**YOUR INSTRUCTIONS**
Copy out the entries from the line with "query | microphone stand" up to and including the last line of the entries, requests and all. Scale every point coordinate in the answers by 1.75 and round to whole numbers, with halves going up.

**MATERIAL FOR THIS EXERCISE**
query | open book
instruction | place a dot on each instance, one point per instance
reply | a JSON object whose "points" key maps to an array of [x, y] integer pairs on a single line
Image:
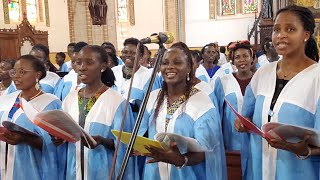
{"points": [[57, 123], [162, 140], [286, 132]]}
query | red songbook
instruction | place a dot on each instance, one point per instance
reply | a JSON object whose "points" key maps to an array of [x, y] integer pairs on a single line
{"points": [[285, 132], [57, 123], [248, 124], [3, 131], [16, 128]]}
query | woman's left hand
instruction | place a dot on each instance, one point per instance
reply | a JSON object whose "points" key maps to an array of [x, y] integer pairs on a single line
{"points": [[13, 138], [171, 155], [98, 140], [300, 148]]}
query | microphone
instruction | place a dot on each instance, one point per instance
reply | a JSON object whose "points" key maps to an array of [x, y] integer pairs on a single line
{"points": [[162, 37]]}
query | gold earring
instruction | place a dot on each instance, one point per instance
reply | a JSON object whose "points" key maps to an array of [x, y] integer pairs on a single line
{"points": [[37, 86]]}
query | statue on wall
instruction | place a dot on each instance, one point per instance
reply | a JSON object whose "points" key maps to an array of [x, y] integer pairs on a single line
{"points": [[98, 11], [267, 9]]}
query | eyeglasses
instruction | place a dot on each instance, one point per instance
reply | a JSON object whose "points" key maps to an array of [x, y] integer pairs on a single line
{"points": [[19, 72], [234, 44]]}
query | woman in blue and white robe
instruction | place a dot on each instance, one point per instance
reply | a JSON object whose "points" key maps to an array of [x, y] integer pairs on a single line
{"points": [[183, 117], [98, 109], [102, 118], [31, 157], [48, 83], [286, 91]]}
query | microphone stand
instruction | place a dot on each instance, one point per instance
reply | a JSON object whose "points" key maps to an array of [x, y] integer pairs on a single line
{"points": [[134, 133]]}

**WORKED ANSWER**
query | microphone stand
instruction | place a dot on each instance, one point per instance
reply | a JSON object whose "points" key maps to an array of [x, y] integer pairs on a single line
{"points": [[235, 233]]}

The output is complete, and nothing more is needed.